**Selected text:**
For segmented regressions, we considered a facility-level mixed-effect segmented Poisson regression model, with the same target and explanatory variables as in the simple linear regression described above.
For pre-post comparisons, we conducted both parametric t-tests and non-parametric Wilcoxon Rank-Sum tests on each of the imputed datasets to examine if there were statistically significant differences in the mean number of clinical visits before vs. during the COVID-19 pandemic using paired t-tests and to examine if there was a location shift in the median number of clinical visits before vs. during the pandemic using paired Wilcoxon Rank-Sum tests. The number of monthly clinical visits was selected as a good overall measure of health services utilization in DRC, and this context was chosen because a decrease in the use of health service was found in Kinshasa, DRC following the onset of the COVID-19 pandemic [28].

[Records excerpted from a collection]
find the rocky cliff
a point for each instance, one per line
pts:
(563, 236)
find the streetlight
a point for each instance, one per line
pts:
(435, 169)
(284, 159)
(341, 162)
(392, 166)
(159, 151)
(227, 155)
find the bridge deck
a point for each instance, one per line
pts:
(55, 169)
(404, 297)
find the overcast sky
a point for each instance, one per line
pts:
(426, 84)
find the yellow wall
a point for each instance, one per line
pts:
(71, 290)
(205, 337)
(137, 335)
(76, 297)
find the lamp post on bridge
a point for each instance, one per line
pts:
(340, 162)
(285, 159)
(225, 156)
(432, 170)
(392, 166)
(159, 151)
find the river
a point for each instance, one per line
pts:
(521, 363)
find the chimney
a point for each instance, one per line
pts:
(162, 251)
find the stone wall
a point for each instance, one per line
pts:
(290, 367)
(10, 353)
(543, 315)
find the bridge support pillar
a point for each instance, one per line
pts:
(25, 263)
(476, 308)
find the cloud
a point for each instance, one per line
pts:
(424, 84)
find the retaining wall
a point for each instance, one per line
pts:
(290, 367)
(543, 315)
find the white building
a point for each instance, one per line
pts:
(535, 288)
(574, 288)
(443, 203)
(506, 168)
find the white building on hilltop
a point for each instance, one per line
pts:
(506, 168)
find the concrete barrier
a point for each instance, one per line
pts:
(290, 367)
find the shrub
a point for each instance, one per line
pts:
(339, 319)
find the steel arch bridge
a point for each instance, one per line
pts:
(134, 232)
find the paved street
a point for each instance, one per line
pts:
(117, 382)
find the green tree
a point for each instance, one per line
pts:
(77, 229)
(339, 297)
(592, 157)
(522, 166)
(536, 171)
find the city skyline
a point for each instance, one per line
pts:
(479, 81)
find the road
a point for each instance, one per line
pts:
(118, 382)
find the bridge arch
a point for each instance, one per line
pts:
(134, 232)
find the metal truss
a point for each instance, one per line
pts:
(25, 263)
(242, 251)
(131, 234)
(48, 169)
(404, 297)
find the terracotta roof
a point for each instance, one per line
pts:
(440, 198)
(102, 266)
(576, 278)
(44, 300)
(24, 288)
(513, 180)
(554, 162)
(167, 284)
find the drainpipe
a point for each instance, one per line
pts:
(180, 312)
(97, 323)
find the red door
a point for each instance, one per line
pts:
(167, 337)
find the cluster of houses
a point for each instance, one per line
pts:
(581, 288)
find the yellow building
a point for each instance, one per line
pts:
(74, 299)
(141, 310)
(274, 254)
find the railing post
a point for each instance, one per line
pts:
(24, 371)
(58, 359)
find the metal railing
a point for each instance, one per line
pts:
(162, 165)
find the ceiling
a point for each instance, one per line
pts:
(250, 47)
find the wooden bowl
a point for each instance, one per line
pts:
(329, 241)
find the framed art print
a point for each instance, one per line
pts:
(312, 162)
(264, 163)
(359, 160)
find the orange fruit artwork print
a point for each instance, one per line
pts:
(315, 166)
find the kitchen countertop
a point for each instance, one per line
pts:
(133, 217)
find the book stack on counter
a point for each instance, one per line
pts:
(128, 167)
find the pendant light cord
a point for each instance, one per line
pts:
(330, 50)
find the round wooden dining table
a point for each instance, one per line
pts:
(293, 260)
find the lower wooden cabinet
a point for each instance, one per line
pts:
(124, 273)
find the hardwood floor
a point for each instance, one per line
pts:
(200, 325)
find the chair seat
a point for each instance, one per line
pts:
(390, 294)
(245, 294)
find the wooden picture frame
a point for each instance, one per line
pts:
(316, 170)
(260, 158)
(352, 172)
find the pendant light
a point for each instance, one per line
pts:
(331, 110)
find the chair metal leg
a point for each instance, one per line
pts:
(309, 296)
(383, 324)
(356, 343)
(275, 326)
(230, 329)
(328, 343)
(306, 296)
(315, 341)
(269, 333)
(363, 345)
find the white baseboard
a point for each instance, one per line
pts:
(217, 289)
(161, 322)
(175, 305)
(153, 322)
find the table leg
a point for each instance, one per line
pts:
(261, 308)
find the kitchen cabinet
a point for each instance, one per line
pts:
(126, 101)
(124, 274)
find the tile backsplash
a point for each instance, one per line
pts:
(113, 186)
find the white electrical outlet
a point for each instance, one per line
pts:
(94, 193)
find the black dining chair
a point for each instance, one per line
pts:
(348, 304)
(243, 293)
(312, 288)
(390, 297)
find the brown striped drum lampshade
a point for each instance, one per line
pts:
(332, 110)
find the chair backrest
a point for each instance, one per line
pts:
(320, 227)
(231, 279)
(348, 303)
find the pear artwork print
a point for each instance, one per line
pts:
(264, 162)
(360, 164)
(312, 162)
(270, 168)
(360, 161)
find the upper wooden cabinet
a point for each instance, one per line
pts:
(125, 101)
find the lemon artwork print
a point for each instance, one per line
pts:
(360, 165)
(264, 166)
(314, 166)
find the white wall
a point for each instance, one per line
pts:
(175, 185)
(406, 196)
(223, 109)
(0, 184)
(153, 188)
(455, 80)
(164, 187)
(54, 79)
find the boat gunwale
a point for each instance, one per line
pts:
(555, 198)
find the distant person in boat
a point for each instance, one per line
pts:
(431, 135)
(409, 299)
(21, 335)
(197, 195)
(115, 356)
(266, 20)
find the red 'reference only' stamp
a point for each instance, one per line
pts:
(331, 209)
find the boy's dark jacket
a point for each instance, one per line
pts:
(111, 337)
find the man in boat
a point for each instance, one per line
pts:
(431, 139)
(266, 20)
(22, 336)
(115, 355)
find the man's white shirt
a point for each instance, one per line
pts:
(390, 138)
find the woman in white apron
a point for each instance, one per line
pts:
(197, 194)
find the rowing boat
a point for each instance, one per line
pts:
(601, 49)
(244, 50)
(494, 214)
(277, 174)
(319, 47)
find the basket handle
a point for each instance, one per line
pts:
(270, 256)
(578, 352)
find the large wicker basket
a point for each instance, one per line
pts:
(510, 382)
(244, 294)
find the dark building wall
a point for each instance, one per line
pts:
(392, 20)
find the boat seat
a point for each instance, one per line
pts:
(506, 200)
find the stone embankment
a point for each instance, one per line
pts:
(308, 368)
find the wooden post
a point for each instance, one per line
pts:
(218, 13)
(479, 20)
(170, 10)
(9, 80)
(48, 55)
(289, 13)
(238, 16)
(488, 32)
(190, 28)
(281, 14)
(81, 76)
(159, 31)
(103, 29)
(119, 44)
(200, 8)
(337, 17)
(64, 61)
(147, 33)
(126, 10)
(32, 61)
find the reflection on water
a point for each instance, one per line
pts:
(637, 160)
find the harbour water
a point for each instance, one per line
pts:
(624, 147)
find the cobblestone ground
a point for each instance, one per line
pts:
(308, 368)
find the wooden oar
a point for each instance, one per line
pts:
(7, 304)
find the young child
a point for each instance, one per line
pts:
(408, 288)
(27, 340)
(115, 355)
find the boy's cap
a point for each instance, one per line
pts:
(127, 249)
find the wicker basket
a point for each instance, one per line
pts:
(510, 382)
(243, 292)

**Assignment:**
In the selected text, which tests were used to check for a location shift in the median number of clinical visits before vs. during the pandemic? Please leave the lines above aside, since they play no part here.

**Exercise response:**
Paired Wilcoxon Rank-Sum tests.